- _Source extract_:
According to a new report by Cornerstone Research (a leading consulting and expert testimony firm), the Securities and Exchange Commission initiated 55% more actions involving accounting and auditing enforcement in fiscal year 2022 than it did in FY 2021. The report examines recent trends in the SEC’s enforcement of accounting and audit violations, and includes insights on the total number of enforcement actions brought, total monetary settlements, and categories of alleged violations. Of particular note, the report highlights:

Spike in actions involving alleged ‘clawback’ provision violations

In FY 2022, the SEC brought nine actions involving alleged violations of Section 304 (the “clawback” provision) of the Sarbanes-Oxley Act of 2022 – triple the number in FY 2021. The provision allows the SEC to claw back incentive-based compensation from executives following a restatement of financials statements caused by misconduct (15 USC § 7243). Compensation clawbacks have been a recent focus for regulatory agencies, punctuated by the SEC’s October 2022 adoption of a long-gestating rule governing the recovery of improperly awarded incentive-based compensation. In March 2023, the Department of Justice similarly enacted its Compensation Incentives and Clawbacks Pilot Program, which requires companies entering criminal resolutions to implement compliance programs in their compensation and bonus structures (in exchange for potential fine reductions).

Significant increase in revenue recognition-related enforcement actions

Actions involving allegedly improper revenue recognition jumped substantially in FY 2022, with 25 of the 36 actions referring to restatements involving improper revenue recognition. The SEC’s focus on revenue recognition was highlighted by a recent $8 million settlement with VMware, which involved allegations that the company delayed delivery of certain license keys to shift revenue into future quarters (thereby “managing” the timing of the company’s revenue recognition).

- _Exercise set_:
- a) From the article on SEC accounting enforcement, extract everything from "Significant increase in" down to "company’s revenue recognition).".
- b) According to the article on SEC accounting enforcement, how much was the SEC's recent settlement with VMware?

- _Extracted data_:
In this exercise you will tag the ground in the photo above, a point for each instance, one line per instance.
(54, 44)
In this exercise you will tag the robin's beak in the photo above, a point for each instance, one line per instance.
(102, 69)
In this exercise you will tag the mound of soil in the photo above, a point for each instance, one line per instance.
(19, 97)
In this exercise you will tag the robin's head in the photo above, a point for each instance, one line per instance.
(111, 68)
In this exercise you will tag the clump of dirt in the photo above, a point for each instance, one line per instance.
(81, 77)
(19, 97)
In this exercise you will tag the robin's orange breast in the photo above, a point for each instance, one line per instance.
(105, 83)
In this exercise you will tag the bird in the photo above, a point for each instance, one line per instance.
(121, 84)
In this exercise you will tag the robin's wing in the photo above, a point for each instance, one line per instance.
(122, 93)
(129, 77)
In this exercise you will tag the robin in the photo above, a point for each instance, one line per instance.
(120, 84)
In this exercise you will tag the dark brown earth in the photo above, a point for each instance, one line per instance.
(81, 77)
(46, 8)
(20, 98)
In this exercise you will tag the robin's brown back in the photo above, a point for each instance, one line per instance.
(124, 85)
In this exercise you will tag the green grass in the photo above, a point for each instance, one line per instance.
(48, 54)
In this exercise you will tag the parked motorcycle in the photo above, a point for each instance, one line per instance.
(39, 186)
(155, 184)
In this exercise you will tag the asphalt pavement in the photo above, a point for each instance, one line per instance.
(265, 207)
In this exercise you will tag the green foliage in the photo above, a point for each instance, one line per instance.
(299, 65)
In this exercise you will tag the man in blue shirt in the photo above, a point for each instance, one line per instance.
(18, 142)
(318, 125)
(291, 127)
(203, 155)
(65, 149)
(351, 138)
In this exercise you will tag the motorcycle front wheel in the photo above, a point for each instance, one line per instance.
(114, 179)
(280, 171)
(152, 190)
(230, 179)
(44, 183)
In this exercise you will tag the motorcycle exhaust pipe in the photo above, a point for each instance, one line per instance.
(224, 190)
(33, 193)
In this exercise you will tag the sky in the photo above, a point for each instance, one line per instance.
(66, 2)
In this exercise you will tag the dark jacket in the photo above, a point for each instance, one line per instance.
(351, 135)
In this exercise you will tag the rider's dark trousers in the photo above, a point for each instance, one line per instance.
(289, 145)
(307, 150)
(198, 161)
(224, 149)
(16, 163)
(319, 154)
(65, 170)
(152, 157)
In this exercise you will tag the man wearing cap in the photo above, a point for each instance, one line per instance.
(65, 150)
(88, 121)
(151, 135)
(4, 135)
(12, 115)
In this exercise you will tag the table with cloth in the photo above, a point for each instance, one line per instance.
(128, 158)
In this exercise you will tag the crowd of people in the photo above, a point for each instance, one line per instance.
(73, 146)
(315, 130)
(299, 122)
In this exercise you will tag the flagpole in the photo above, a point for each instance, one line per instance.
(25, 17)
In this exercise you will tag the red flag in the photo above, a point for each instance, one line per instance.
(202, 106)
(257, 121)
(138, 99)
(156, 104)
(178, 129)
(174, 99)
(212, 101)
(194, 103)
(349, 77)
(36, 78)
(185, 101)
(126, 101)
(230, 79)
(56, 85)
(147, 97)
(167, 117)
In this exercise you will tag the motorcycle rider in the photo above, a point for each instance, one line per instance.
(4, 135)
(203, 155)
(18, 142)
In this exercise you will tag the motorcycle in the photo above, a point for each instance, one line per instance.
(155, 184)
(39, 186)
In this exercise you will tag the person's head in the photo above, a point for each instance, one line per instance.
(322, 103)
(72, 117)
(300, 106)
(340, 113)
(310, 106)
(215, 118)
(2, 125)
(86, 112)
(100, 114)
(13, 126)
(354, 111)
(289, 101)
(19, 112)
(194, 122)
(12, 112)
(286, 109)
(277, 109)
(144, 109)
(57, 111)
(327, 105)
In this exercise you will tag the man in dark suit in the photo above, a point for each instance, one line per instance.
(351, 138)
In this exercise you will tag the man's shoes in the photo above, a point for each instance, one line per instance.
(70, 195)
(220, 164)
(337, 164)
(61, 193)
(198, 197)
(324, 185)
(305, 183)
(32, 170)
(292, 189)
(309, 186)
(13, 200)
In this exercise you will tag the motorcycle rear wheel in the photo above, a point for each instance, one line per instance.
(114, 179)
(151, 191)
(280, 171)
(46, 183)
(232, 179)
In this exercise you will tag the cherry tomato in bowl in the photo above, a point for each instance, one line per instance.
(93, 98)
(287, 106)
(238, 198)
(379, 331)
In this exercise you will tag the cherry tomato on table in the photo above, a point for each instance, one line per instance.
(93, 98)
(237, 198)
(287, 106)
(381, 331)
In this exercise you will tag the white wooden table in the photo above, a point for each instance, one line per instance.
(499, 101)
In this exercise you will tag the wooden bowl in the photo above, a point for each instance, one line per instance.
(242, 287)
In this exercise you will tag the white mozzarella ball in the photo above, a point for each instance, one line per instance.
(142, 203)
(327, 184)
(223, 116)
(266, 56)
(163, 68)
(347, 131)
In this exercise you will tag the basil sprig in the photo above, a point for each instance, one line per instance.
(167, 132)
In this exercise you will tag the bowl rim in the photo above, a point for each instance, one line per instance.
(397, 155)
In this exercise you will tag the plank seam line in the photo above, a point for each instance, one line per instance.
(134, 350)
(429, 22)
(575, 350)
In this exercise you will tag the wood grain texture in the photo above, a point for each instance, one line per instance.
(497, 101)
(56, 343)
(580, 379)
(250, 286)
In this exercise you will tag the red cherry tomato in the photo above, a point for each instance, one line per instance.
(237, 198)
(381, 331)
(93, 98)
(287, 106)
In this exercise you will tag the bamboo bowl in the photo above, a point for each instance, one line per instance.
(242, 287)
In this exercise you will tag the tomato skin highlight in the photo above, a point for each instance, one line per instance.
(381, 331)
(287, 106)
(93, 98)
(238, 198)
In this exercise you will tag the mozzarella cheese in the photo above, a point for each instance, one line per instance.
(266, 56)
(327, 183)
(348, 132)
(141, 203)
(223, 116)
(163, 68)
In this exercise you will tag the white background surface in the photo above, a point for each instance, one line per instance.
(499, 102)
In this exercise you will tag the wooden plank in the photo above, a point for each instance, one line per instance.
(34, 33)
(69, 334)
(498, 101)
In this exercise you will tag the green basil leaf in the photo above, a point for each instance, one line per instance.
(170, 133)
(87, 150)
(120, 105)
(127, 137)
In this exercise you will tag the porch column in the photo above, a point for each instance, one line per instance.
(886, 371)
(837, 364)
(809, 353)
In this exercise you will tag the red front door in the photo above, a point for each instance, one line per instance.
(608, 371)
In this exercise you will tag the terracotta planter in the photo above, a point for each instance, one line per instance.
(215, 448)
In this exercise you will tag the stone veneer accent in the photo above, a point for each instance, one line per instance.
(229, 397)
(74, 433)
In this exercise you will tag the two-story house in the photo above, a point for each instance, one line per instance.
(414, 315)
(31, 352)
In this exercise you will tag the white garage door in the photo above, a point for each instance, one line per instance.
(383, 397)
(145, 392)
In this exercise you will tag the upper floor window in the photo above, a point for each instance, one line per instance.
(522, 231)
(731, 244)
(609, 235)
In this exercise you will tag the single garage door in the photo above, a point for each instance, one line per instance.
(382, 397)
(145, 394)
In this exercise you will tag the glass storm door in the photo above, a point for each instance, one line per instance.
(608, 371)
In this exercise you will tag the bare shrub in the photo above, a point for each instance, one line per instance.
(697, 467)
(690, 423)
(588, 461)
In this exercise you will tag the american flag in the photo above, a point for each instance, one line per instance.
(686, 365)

- _Written responses_:
- a)
Significant increase in revenue recognition-related enforcement actions

Actions involving allegedly improper revenue recognition jumped substantially in FY 2022, with 25 of the 36 actions referring to restatements involving improper revenue recognition. The SEC’s focus on revenue recognition was highlighted by a recent $8 million settlement with VMware, which involved allegations that the company delayed delivery of certain license keys to shift revenue into future quarters (thereby “managing” the timing of the company’s revenue recognition).

- b) $8 million